## [Information shown]
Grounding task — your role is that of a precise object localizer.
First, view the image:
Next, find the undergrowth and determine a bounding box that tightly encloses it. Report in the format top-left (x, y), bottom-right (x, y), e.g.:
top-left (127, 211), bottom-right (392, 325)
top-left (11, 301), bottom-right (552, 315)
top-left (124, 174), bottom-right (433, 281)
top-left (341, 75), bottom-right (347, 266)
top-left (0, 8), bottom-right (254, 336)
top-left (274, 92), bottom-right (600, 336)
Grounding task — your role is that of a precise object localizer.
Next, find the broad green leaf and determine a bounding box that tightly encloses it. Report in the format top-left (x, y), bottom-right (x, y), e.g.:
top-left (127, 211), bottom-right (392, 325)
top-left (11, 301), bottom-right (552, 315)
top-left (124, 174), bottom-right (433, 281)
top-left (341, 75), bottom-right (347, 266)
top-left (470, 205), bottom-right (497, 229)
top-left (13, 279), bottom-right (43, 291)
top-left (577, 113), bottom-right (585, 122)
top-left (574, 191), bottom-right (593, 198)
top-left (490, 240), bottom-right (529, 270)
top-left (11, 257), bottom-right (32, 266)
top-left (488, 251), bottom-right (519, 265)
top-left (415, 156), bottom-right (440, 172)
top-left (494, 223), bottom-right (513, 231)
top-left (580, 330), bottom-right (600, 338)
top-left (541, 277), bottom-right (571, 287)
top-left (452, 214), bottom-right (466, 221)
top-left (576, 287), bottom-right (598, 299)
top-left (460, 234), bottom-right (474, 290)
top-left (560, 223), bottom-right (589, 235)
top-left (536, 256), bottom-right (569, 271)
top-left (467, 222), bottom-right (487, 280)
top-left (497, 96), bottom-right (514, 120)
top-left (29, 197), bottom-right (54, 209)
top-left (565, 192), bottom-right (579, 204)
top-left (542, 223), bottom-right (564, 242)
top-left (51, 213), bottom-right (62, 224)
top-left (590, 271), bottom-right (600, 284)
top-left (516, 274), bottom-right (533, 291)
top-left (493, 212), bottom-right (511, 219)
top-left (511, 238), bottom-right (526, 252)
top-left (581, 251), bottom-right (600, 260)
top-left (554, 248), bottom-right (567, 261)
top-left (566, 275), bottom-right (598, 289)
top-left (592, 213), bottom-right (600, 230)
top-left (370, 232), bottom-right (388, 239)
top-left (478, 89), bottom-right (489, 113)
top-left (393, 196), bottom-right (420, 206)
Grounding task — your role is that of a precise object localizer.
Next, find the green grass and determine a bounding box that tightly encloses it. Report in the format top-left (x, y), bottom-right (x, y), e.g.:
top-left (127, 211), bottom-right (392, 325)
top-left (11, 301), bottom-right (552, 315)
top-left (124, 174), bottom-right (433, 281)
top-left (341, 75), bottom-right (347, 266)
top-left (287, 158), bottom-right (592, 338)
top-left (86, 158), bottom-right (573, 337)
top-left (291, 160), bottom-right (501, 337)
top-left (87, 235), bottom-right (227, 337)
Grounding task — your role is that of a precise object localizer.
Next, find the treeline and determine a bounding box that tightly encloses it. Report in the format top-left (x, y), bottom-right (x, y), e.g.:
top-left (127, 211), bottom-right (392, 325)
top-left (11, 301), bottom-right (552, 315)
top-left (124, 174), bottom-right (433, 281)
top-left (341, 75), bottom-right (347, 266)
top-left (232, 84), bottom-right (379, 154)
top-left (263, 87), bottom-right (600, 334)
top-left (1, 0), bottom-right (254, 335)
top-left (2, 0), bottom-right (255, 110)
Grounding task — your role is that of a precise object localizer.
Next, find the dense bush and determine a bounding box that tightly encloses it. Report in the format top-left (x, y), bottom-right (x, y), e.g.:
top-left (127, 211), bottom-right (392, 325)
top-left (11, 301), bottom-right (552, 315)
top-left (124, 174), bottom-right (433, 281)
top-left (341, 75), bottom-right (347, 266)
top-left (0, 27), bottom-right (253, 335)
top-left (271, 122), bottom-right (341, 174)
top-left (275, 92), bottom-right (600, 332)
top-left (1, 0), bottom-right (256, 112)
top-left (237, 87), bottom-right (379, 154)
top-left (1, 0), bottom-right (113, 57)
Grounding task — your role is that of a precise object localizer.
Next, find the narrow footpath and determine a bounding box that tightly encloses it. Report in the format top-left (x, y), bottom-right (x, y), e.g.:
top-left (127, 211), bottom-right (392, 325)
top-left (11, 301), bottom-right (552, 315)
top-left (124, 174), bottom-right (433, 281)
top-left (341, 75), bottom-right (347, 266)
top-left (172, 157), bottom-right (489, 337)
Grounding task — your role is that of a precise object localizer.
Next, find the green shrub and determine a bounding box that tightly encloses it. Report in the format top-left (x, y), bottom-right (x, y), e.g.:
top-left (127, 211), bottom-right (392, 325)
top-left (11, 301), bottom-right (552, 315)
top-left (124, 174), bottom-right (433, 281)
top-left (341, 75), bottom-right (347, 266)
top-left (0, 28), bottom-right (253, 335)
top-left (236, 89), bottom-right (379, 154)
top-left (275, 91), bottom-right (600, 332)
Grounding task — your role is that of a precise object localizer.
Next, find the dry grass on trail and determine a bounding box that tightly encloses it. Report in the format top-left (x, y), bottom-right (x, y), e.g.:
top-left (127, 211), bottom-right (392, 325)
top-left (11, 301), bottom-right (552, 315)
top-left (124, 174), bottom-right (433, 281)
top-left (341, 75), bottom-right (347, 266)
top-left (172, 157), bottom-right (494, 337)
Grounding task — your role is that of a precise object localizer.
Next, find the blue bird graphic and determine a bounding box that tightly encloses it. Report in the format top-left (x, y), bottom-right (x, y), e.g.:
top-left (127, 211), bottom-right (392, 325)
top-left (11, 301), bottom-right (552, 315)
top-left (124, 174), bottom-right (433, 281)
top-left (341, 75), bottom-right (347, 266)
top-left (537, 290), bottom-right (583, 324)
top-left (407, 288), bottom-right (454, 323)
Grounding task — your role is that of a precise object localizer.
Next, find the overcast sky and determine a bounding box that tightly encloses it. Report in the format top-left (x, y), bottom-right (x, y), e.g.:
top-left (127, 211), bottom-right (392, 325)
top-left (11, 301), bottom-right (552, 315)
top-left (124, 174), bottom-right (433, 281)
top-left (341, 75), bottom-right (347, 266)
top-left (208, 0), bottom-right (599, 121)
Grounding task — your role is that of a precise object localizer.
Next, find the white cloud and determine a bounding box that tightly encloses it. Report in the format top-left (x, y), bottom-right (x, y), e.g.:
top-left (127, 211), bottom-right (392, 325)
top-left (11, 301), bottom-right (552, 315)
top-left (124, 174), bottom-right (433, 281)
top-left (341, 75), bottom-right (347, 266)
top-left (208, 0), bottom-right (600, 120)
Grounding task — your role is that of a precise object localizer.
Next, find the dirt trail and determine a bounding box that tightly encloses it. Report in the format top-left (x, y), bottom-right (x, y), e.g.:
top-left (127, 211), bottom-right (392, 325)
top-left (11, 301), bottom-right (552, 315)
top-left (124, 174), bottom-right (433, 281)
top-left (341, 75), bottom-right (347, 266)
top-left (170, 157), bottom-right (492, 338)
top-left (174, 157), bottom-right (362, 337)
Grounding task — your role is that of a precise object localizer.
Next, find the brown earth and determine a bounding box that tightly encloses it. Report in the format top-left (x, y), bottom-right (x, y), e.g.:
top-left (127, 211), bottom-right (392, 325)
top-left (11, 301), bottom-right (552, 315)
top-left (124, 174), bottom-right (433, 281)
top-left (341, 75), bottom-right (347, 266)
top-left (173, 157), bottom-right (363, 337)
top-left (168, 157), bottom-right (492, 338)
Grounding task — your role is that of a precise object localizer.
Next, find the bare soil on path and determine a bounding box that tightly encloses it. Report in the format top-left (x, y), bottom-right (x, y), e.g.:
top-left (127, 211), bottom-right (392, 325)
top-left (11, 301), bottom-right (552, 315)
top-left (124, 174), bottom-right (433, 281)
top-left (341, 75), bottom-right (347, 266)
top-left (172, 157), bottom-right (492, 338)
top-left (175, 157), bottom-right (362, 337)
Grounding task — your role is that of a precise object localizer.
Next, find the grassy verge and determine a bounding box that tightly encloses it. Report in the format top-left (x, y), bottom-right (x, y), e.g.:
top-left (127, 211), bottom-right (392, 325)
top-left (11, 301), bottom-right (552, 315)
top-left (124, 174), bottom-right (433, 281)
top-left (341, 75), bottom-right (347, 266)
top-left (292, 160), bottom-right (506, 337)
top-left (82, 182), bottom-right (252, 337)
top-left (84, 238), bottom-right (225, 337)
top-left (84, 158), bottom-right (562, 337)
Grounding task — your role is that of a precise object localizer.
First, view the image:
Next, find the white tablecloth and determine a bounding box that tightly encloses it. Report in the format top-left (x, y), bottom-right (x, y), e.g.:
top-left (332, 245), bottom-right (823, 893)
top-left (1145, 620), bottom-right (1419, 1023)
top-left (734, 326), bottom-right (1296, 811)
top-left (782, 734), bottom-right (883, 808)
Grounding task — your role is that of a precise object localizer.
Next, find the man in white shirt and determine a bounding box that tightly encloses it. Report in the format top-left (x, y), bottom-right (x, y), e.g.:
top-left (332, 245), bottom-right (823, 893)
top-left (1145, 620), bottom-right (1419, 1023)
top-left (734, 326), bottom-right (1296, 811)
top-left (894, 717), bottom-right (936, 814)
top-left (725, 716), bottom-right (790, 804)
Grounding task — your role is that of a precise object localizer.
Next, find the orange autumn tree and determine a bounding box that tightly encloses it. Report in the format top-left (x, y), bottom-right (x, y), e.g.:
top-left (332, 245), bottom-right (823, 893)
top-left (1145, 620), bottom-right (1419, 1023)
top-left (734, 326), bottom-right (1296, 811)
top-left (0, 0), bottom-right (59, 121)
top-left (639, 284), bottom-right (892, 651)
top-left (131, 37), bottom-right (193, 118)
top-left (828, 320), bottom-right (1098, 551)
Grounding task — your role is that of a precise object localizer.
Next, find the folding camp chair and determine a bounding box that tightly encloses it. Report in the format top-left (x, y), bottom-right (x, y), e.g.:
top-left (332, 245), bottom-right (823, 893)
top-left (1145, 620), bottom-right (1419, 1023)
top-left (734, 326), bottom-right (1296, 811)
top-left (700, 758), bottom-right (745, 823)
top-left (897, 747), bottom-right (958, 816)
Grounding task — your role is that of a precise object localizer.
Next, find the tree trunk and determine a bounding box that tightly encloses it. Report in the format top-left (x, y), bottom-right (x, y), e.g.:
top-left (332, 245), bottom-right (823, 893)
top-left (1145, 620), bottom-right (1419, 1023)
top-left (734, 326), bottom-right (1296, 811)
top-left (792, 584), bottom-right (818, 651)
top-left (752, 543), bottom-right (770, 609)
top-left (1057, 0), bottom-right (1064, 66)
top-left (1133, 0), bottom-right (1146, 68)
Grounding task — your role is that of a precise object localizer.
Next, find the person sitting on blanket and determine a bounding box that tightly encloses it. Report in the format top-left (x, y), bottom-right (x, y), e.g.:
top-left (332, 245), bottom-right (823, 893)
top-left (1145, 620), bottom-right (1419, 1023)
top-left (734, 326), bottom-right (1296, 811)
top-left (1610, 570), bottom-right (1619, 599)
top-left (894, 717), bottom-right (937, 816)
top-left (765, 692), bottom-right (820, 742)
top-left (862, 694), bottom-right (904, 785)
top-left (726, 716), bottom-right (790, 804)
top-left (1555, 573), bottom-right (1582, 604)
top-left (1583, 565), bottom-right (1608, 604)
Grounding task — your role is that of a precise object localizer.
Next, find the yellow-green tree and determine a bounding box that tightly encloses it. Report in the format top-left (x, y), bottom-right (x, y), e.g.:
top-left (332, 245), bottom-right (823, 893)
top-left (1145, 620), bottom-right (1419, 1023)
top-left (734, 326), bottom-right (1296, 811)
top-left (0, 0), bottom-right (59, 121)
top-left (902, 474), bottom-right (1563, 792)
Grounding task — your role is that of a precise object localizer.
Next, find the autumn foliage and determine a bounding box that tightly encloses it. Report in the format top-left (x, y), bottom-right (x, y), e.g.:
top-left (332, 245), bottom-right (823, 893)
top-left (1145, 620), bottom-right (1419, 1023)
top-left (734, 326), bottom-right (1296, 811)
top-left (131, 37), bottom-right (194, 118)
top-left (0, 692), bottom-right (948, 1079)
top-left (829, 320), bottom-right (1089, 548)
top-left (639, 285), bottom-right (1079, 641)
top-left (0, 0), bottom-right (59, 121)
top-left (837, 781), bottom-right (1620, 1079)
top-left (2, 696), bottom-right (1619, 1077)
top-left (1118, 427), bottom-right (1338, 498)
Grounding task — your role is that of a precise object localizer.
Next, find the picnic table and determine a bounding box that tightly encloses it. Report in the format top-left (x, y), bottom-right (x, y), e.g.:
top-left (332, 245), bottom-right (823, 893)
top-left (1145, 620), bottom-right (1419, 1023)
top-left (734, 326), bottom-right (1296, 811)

## [What to do]
Within the entries above, find every line where the string "autumn" occurs, and copy it.

## [Response to this task]
Next, find the orange autumn tree and determine a bounding box that tightly encloses it. Report in the format top-left (x, y), bottom-right (x, y), e.g.:
Next, find the autumn foliage and determine a bounding box that tightly encloses it. Report in the format top-left (x, y), bottom-right (x, y), e.g.:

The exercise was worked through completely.